(Object location entries for images)
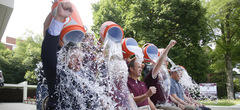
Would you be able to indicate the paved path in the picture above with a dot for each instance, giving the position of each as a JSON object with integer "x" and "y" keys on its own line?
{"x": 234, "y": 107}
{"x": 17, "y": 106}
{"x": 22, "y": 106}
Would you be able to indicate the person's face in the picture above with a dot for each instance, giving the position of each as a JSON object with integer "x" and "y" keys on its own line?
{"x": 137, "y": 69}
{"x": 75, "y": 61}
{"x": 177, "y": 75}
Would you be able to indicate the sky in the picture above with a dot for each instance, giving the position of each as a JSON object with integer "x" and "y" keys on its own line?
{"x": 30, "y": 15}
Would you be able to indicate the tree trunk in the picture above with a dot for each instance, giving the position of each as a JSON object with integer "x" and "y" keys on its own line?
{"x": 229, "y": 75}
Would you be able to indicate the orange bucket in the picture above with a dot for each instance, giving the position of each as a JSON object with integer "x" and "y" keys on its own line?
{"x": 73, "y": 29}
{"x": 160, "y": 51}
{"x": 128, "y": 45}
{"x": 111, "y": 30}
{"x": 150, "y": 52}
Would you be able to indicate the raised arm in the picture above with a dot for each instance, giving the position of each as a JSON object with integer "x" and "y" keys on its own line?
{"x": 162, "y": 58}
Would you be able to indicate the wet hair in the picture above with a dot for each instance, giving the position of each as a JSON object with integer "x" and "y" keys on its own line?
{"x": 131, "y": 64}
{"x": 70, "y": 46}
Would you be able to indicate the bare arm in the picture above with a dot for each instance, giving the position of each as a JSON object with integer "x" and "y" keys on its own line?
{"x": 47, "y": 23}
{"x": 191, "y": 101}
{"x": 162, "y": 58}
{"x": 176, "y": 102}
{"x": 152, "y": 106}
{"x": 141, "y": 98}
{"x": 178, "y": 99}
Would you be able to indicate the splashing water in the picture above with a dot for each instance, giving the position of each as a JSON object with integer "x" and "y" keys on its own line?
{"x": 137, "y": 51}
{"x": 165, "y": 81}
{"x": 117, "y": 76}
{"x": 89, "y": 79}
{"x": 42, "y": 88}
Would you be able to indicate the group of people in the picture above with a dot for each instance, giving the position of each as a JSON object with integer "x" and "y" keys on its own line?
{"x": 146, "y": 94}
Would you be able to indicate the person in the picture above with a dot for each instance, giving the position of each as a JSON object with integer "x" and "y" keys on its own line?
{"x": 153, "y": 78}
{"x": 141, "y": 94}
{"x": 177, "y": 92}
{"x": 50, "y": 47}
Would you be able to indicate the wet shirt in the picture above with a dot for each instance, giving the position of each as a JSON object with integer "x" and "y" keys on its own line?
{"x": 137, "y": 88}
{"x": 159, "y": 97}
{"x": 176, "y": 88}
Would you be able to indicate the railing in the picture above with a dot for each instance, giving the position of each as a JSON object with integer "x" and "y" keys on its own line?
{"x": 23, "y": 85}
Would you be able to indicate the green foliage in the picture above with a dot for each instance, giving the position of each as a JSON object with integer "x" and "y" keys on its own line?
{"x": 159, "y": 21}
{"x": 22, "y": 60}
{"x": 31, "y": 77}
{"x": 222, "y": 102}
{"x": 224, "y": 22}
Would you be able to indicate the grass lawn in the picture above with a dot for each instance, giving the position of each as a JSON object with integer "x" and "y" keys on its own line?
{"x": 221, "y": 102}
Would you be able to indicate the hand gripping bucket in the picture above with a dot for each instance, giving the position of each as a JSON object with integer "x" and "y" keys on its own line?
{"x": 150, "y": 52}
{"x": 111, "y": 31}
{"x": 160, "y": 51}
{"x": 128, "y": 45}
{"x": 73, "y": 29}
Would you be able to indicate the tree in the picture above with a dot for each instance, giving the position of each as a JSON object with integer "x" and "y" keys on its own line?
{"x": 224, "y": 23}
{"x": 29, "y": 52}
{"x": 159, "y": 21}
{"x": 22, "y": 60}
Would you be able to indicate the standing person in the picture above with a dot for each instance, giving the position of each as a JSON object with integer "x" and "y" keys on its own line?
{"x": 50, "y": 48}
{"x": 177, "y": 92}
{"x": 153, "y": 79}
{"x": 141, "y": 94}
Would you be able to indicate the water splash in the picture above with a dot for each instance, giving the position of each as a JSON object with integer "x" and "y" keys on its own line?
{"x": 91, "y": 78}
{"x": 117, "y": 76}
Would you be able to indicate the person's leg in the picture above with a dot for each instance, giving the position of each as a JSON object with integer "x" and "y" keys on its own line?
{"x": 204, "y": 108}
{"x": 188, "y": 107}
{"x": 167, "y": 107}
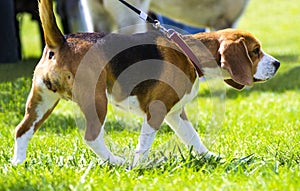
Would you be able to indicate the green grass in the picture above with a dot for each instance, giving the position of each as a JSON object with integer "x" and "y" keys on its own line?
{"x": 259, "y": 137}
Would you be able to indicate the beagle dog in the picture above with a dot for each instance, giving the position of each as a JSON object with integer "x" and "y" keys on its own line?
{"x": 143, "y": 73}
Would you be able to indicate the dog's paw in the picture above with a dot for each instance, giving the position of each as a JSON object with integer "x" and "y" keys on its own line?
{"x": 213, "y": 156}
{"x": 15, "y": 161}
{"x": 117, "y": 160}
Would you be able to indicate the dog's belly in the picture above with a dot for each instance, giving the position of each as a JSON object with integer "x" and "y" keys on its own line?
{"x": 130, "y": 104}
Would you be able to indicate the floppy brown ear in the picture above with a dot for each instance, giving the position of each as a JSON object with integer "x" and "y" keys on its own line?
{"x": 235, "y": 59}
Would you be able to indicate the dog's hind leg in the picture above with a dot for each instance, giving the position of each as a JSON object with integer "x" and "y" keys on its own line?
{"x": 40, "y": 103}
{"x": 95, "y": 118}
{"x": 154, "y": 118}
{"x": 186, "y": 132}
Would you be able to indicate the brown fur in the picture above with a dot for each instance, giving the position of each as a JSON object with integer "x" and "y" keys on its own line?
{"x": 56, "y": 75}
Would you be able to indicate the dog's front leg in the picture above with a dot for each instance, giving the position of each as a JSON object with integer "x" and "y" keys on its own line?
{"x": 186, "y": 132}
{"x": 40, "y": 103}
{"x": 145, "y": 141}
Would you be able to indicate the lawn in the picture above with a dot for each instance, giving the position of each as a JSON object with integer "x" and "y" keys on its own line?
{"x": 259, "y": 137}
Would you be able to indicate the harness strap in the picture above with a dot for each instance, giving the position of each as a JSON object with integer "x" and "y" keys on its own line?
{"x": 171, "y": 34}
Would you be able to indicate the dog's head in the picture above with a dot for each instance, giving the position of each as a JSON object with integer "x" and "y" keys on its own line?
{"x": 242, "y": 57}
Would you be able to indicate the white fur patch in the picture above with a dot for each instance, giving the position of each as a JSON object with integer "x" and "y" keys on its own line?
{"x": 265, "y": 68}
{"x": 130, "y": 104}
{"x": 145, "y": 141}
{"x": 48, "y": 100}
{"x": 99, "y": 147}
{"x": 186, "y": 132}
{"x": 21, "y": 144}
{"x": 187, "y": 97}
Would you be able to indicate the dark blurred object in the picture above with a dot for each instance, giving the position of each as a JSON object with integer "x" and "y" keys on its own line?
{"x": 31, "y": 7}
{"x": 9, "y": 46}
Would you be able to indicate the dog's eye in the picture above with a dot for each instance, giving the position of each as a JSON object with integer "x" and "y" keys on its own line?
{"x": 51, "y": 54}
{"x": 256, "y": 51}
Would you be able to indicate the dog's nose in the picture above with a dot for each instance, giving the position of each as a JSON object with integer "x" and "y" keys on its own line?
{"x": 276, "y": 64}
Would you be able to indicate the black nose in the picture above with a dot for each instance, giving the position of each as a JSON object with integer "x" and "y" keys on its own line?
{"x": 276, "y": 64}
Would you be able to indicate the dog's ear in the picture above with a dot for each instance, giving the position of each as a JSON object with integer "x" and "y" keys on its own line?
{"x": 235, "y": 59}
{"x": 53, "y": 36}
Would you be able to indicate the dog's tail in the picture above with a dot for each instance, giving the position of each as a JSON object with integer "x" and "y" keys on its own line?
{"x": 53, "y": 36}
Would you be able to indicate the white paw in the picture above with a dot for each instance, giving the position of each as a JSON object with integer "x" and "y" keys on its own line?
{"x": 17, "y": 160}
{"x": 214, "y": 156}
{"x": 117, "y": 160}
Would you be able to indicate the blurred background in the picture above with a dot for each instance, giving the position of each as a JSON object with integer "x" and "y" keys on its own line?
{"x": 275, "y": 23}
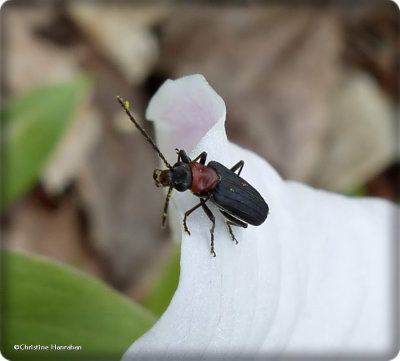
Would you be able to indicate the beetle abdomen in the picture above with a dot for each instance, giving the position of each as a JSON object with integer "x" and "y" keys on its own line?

**Goal of the exercise:**
Repeat the rows from the line containing "Would you be able to indicate the white paw" through the end of the rows, leaving the pictures out of your answer.

**Full answer:**
Would you be able to indicate the white paw in the picture above with a dot for each instance, giving the position of each as a JSON object with integer "x" and "y" keys on its own line?
{"x": 17, "y": 160}
{"x": 214, "y": 156}
{"x": 117, "y": 160}
Would you be able to indicate the blurred background in the picture above with a dot for each instance, giving the position of each as a JSON object with integer "x" and "y" keys on its own line?
{"x": 275, "y": 23}
Would you be able to indicate the beetle abdomen in the picture above with a dot for each instance, giving the position of each as a JSON object with integer "x" and "y" keys on its own line?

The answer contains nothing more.